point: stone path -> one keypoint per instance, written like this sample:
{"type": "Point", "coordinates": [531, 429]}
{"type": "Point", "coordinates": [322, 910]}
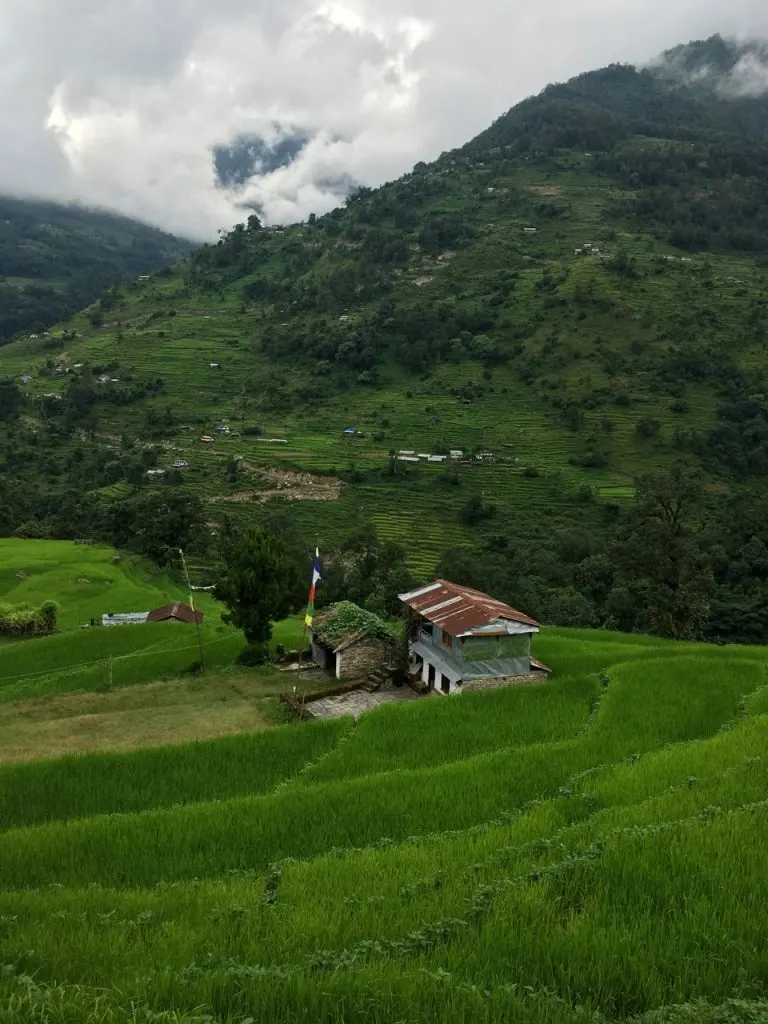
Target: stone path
{"type": "Point", "coordinates": [357, 702]}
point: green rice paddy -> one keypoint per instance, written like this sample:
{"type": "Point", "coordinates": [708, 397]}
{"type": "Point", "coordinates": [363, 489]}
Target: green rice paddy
{"type": "Point", "coordinates": [588, 850]}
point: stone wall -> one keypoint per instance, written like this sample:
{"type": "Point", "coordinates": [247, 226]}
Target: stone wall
{"type": "Point", "coordinates": [359, 659]}
{"type": "Point", "coordinates": [499, 682]}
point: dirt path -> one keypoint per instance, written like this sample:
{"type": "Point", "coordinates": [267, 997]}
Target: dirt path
{"type": "Point", "coordinates": [286, 483]}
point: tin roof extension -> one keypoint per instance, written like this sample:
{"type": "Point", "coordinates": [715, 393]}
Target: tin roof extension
{"type": "Point", "coordinates": [459, 610]}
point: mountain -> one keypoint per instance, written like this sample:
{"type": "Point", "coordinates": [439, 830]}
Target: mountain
{"type": "Point", "coordinates": [56, 258]}
{"type": "Point", "coordinates": [573, 299]}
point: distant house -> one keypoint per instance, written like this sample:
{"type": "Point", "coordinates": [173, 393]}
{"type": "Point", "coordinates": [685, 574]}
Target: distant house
{"type": "Point", "coordinates": [351, 643]}
{"type": "Point", "coordinates": [460, 639]}
{"type": "Point", "coordinates": [176, 612]}
{"type": "Point", "coordinates": [125, 619]}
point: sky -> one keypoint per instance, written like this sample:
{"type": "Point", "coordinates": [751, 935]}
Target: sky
{"type": "Point", "coordinates": [120, 102]}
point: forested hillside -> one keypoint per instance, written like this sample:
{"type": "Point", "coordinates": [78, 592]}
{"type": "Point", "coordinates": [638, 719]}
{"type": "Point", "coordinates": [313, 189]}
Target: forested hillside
{"type": "Point", "coordinates": [576, 301]}
{"type": "Point", "coordinates": [54, 259]}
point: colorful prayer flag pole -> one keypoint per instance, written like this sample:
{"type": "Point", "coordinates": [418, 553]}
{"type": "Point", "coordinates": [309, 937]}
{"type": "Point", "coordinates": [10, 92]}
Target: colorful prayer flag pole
{"type": "Point", "coordinates": [315, 579]}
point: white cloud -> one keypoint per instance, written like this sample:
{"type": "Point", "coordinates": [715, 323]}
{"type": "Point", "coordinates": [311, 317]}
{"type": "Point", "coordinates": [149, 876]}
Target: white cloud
{"type": "Point", "coordinates": [119, 102]}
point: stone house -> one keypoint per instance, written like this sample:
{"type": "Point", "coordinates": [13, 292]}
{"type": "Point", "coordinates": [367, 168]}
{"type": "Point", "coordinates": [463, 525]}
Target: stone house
{"type": "Point", "coordinates": [460, 639]}
{"type": "Point", "coordinates": [351, 643]}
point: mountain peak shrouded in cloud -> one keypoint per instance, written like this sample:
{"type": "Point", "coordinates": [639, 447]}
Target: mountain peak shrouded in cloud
{"type": "Point", "coordinates": [155, 109]}
{"type": "Point", "coordinates": [733, 69]}
{"type": "Point", "coordinates": [251, 156]}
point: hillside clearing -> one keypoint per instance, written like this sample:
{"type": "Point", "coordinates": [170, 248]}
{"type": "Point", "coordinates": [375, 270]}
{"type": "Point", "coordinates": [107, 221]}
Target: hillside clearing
{"type": "Point", "coordinates": [153, 715]}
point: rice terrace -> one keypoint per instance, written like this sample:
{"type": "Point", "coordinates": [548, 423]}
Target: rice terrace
{"type": "Point", "coordinates": [384, 594]}
{"type": "Point", "coordinates": [586, 849]}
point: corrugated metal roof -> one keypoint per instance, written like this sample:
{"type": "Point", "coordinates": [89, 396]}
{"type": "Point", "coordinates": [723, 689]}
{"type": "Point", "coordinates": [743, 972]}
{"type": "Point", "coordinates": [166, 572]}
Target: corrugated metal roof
{"type": "Point", "coordinates": [177, 610]}
{"type": "Point", "coordinates": [461, 609]}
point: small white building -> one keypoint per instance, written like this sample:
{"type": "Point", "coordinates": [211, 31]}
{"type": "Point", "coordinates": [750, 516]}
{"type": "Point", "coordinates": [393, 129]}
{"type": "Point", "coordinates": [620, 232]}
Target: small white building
{"type": "Point", "coordinates": [460, 639]}
{"type": "Point", "coordinates": [125, 619]}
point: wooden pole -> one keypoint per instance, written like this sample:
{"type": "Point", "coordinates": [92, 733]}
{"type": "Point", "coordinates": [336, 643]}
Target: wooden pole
{"type": "Point", "coordinates": [195, 613]}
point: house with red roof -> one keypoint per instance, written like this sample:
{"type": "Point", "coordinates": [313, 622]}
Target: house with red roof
{"type": "Point", "coordinates": [461, 639]}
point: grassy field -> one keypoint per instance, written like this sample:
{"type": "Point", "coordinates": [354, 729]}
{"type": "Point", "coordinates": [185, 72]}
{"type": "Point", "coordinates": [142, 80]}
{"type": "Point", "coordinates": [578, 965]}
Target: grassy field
{"type": "Point", "coordinates": [586, 851]}
{"type": "Point", "coordinates": [86, 581]}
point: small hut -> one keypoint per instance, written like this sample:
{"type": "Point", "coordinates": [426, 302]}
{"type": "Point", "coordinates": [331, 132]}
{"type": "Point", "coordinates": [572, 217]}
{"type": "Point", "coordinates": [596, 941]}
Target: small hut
{"type": "Point", "coordinates": [351, 643]}
{"type": "Point", "coordinates": [176, 612]}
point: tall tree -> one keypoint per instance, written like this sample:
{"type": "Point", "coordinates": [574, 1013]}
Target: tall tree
{"type": "Point", "coordinates": [663, 558]}
{"type": "Point", "coordinates": [259, 583]}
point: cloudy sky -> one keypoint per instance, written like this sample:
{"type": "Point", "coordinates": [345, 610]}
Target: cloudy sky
{"type": "Point", "coordinates": [120, 102]}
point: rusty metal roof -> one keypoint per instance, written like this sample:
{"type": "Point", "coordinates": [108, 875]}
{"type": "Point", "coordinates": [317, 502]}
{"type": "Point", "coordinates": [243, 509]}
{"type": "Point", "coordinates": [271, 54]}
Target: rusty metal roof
{"type": "Point", "coordinates": [461, 609]}
{"type": "Point", "coordinates": [181, 612]}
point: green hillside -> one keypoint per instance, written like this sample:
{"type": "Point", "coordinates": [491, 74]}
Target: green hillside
{"type": "Point", "coordinates": [87, 582]}
{"type": "Point", "coordinates": [590, 850]}
{"type": "Point", "coordinates": [56, 258]}
{"type": "Point", "coordinates": [573, 299]}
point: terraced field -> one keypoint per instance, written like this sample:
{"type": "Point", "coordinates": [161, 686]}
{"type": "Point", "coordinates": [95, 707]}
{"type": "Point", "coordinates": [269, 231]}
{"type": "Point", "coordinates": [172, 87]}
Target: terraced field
{"type": "Point", "coordinates": [586, 850]}
{"type": "Point", "coordinates": [572, 397]}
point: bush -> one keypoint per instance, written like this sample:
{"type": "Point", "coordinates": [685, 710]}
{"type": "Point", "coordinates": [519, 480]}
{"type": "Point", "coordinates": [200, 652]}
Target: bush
{"type": "Point", "coordinates": [253, 655]}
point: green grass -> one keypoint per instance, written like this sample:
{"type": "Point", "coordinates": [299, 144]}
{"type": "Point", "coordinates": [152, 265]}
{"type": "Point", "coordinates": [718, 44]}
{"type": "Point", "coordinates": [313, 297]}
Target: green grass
{"type": "Point", "coordinates": [110, 783]}
{"type": "Point", "coordinates": [572, 853]}
{"type": "Point", "coordinates": [585, 350]}
{"type": "Point", "coordinates": [96, 658]}
{"type": "Point", "coordinates": [52, 570]}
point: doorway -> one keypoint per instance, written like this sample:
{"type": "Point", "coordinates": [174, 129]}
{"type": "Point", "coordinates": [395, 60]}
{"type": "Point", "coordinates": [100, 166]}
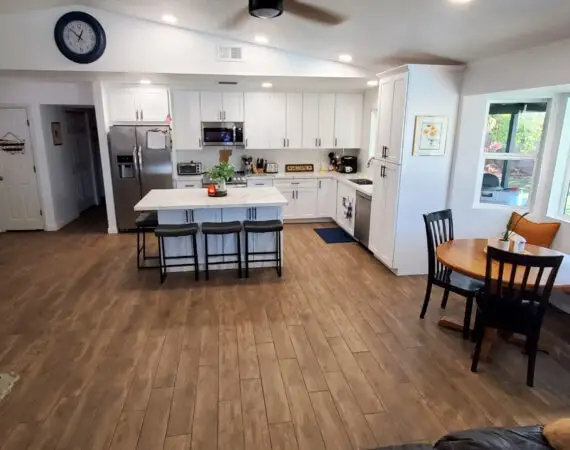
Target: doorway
{"type": "Point", "coordinates": [19, 198]}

HOW TO COMPLETE THIS TASK
The copy should hold exactly the lines from the line containing "Target: green grass" through the end of the data, both ends included, and no pictures.

OUTPUT
Target: green grass
{"type": "Point", "coordinates": [110, 783]}
{"type": "Point", "coordinates": [572, 853]}
{"type": "Point", "coordinates": [585, 350]}
{"type": "Point", "coordinates": [96, 658]}
{"type": "Point", "coordinates": [52, 570]}
point: doorway -> one keypoint per instance, written like this sample:
{"type": "Point", "coordinates": [174, 129]}
{"type": "Point", "coordinates": [395, 60]}
{"type": "Point", "coordinates": [100, 166]}
Target: doorway
{"type": "Point", "coordinates": [19, 198]}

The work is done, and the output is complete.